Exercise aim: Shift every bounding-box coordinate in the answers up by 66 and write the listing lines out again with the requests, starting at the line that has "Rapid-fire question set — Detection" and stopping after the line that has "[0,60,124,182]". Leave the pictures out.

Supplied records:
--

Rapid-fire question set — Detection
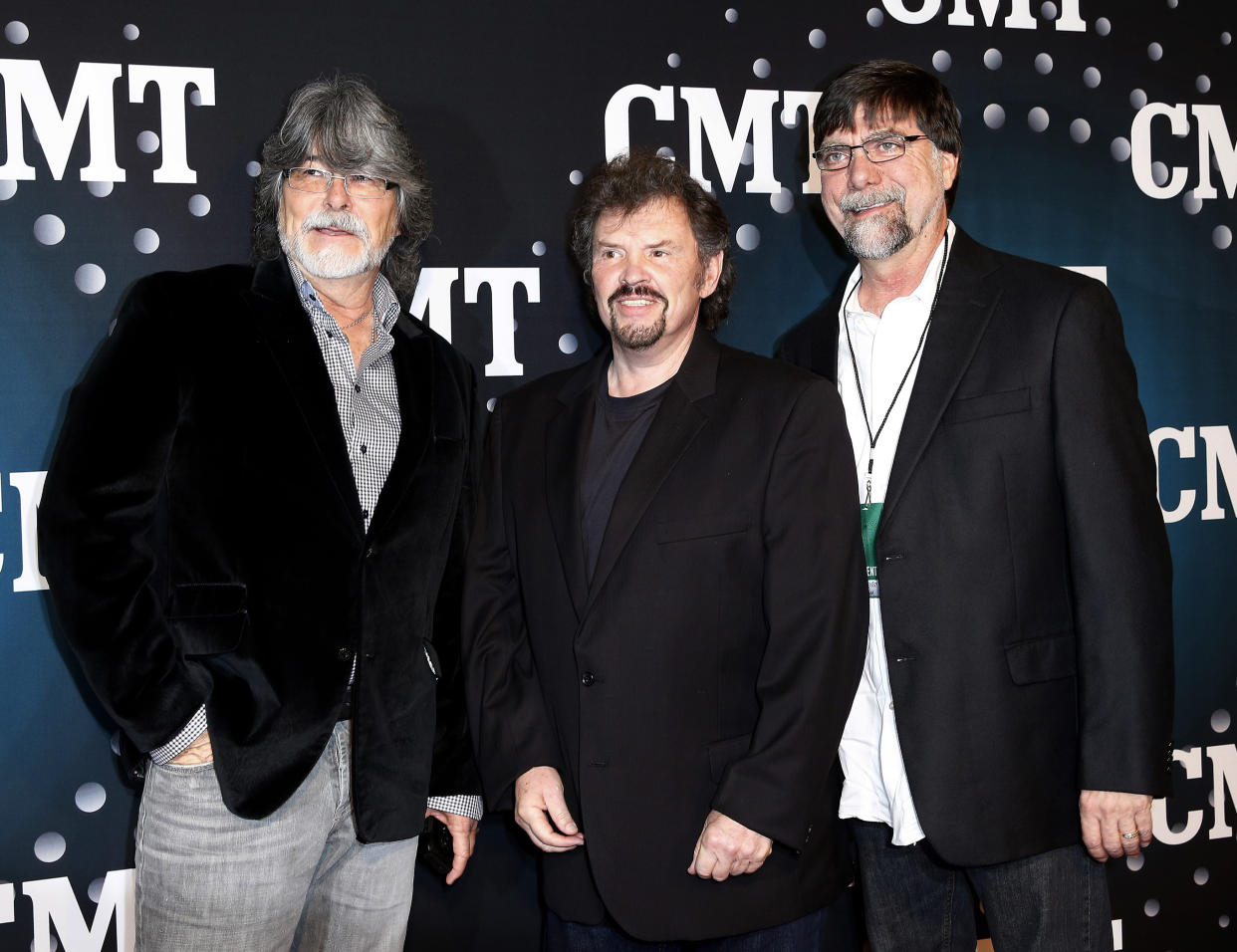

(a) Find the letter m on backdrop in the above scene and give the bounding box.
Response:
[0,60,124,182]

--

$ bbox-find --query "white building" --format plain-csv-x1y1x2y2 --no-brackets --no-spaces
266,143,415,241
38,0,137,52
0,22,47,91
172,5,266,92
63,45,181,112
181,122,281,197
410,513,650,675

--

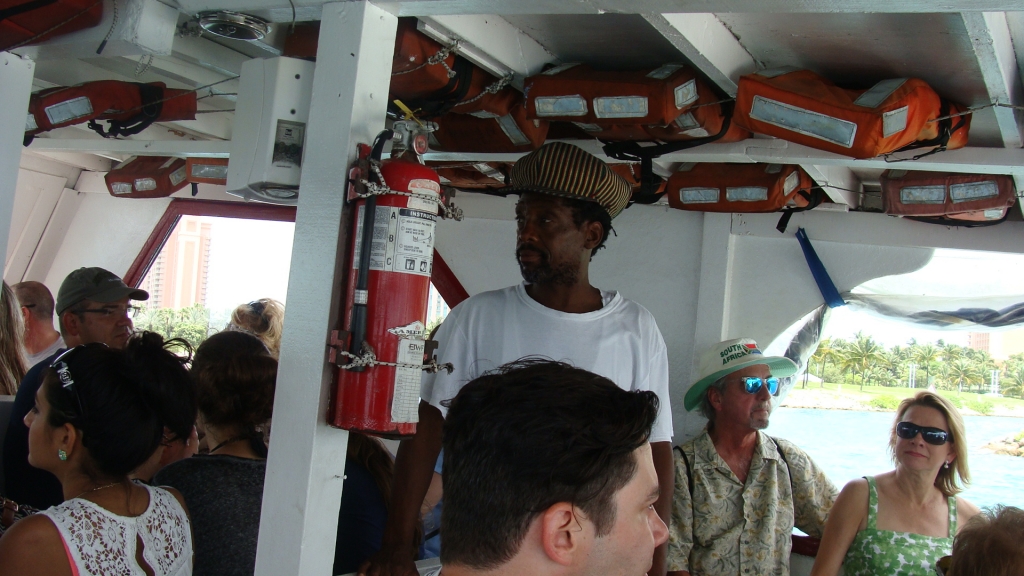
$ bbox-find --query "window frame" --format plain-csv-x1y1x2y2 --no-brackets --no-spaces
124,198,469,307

--

The result:
Rapid-fire question set — Detection

(a) Find the letter m on backdrop in the above scene and give the bounding box.
Response:
[66,126,190,248]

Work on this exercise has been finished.